#### Records to use

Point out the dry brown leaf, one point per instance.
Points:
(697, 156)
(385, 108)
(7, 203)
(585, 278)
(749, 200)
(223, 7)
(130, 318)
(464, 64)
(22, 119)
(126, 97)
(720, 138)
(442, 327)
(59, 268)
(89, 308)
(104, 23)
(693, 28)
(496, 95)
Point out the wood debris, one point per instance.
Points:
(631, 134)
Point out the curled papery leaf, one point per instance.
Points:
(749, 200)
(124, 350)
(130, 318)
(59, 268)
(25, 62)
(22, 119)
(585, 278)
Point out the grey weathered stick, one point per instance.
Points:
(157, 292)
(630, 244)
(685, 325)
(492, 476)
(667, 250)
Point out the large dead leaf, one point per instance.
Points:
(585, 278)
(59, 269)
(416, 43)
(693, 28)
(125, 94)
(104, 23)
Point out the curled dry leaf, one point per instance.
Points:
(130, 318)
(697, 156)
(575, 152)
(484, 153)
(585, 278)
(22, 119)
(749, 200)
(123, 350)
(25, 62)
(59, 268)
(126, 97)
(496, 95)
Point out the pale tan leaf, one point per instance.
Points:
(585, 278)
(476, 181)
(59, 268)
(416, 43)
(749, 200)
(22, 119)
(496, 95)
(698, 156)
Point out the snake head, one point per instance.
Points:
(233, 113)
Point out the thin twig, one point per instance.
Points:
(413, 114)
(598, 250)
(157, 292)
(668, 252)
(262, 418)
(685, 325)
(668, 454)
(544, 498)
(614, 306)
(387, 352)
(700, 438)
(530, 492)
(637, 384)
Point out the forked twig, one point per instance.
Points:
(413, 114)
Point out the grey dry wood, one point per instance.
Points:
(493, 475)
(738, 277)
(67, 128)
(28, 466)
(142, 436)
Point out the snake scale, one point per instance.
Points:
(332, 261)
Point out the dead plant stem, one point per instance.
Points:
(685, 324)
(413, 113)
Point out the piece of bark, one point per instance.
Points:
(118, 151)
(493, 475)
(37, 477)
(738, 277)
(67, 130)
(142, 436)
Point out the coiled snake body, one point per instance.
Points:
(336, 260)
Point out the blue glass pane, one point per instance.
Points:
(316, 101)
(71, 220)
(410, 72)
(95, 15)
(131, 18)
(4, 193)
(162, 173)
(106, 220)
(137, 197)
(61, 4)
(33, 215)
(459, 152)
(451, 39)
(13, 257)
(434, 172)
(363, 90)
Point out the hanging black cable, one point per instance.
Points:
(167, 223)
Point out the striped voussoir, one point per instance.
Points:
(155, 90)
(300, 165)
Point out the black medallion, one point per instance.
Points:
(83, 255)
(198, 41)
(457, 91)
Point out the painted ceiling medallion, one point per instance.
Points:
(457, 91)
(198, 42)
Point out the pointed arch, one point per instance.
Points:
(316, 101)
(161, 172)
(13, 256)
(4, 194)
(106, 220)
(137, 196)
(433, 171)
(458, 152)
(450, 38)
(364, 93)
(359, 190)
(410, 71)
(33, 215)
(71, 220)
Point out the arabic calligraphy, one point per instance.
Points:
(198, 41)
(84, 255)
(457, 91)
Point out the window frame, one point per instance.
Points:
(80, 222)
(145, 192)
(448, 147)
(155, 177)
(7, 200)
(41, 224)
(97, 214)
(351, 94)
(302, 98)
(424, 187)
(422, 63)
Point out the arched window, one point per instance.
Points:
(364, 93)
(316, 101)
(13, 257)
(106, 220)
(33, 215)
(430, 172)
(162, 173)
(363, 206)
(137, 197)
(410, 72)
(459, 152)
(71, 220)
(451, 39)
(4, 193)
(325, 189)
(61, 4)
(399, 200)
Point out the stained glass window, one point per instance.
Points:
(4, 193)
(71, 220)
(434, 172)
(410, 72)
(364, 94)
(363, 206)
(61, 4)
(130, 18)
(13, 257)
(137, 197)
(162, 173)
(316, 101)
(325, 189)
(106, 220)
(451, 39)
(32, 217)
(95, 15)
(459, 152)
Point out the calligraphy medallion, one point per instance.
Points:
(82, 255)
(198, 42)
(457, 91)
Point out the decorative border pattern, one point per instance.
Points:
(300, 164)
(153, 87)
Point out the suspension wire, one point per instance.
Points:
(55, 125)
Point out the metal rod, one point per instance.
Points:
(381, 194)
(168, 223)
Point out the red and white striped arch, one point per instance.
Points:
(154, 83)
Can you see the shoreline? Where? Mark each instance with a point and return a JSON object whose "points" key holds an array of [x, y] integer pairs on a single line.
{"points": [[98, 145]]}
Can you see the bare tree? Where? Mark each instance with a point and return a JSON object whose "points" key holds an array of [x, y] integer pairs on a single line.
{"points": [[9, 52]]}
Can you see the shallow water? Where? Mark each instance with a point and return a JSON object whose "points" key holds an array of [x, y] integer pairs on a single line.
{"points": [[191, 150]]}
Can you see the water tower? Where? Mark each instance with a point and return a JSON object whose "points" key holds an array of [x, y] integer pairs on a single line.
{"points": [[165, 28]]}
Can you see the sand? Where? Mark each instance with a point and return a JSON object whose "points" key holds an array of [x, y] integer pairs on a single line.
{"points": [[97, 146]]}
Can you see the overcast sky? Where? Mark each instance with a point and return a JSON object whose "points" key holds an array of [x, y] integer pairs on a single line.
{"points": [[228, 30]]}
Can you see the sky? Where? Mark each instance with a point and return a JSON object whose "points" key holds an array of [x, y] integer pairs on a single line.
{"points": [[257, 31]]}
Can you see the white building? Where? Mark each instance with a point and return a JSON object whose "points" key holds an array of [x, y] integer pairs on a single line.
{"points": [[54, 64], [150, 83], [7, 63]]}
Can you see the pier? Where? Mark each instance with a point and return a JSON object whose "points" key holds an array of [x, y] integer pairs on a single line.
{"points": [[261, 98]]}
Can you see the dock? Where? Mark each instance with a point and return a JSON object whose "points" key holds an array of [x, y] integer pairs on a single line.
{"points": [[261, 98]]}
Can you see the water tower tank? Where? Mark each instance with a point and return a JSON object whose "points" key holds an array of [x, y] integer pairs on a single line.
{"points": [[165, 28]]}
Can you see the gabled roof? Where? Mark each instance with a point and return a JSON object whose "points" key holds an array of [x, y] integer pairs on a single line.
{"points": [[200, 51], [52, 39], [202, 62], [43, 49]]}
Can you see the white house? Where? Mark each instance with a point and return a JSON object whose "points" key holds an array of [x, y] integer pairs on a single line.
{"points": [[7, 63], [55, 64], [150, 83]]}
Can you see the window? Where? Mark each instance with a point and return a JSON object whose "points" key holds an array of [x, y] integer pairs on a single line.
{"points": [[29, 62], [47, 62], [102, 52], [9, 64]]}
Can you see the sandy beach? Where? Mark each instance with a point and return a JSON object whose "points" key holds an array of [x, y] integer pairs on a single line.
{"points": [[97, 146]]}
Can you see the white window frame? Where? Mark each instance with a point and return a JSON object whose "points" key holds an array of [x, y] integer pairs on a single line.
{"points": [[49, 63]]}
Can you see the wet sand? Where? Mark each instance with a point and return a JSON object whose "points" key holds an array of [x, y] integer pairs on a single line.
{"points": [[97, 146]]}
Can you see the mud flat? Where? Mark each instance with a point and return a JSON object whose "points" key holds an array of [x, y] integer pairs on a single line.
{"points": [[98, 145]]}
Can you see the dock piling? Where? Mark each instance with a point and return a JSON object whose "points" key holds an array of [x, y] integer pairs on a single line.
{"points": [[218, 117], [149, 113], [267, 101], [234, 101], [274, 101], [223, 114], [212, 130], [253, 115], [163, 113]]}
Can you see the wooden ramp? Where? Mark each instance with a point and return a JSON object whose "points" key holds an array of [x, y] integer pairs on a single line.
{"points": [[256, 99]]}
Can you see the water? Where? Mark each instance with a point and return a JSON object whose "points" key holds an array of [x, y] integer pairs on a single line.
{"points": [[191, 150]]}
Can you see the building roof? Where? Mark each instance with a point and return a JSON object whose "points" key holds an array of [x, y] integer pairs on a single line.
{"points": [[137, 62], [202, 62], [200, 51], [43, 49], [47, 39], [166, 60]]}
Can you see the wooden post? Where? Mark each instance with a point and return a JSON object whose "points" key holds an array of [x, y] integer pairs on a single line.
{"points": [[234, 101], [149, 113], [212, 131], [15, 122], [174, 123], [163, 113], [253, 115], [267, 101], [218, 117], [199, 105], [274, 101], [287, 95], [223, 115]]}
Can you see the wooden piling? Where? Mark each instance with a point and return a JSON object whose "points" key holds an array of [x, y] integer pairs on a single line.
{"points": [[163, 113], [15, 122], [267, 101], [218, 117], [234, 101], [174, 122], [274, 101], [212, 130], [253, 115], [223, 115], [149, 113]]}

########

Task prompt
Within the data above, count the lines that contain the string "striped"; the reply is the number alone.

Solution to the problem
2